> _PROBLEM REQUIREMENTS_
Copy every line of the data below, requests included, scaling each coordinate in the answers by 1.9 and rounding it to the nearest whole number, with halves rounded up.

=== DATA PROVIDED ===

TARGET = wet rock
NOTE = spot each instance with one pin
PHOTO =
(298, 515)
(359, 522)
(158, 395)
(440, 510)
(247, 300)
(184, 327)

===

> _RESULT OF THIS TASK_
TARGET = wet rock
NOTE = spot each instance with one pin
PHOTO =
(566, 979)
(682, 992)
(300, 751)
(836, 969)
(469, 570)
(350, 621)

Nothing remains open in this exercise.